Rev. bras. psicoter. 2022; 24(3):141-150
Rodrigues AMP. A escuta psicanalítica do traumático social - ênfase racismo. Rev. bras. psicoter. 2022;24(3):141-150
Resenha
A escuta psicanalítica do traumático social - ênfase racismo*
Psychoanalytic listening of social trauma - emphasis on racism
La escucha psicoanalítica del trauma social - énfasis en el racismo
Ane Marlise Port Rodriguesa,b
Resumo
Abstract
Resumen
EUIDADE
A palavra equidade levou-me na direção do respeito à igualdade de direitos entre humanos. Na convocatória, a editoria da Revista Brasileira de Psicoterapia do CELG apontava ser emergencial que os fenômenos sociais que condicionam e determinam a saúde mental sejam reconhecidos e incorporados na clínica e nos processos analíticos/psicoterápicos.

**Tarefa a realizar:**
Copie a passagem do texto sobre a escuta psicanalítica do racismo que começa em "Rev. bras. psicoter. 2022; 24(3):141-150" e termina em "nos processos analíticos/psicoterápicos.", trocando "saúde mental" por "saúde psíquica". As entradas não têm relação com o texto acima.

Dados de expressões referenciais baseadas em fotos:
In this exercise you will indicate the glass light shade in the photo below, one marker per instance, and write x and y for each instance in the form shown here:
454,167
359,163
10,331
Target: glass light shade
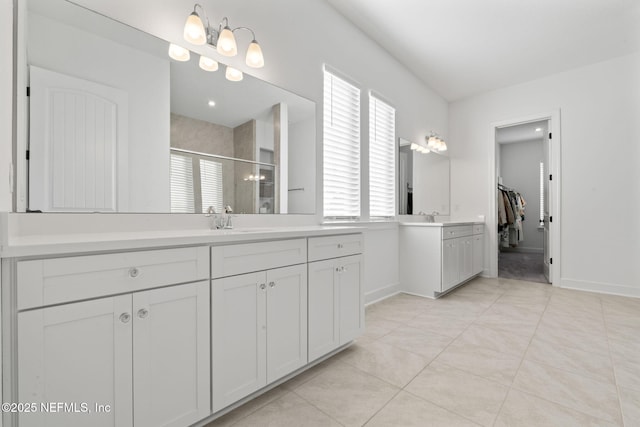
178,53
194,31
233,74
226,44
254,55
208,64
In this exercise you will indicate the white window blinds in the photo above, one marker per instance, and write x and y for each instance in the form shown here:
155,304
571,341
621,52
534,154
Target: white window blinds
211,185
182,199
382,158
341,125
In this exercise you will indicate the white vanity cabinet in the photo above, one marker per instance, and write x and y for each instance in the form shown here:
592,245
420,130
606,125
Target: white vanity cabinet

**Exercício resolvido:**
Rev. bras. psicoter. 2022; 24(3):141-150
Rodrigues AMP. A escuta psicanalítica do traumático social - ênfase racismo. Rev. bras. psicoter. 2022;24(3):141-150
Resenha
A escuta psicanalítica do traumático social - ênfase racismo*
Psychoanalytic listening of social trauma - emphasis on racism
La escucha psicoanalítica del trauma social - énfasis en el racismo
Ane Marlise Port Rodriguesa,b
Resumo
Abstract
Resumen
EUIDADE
A palavra equidade levou-me na direção do respeito à igualdade de direitos entre humanos. Na convocatória, a editoria da Revista Brasileira de Psicoterapia do CELG apontava ser emergencial que os fenômenos sociais que condicionam e determinam a saúde psíquica sejam reconhecidos e incorporados na clínica e nos processos analíticos/psicoterápicos.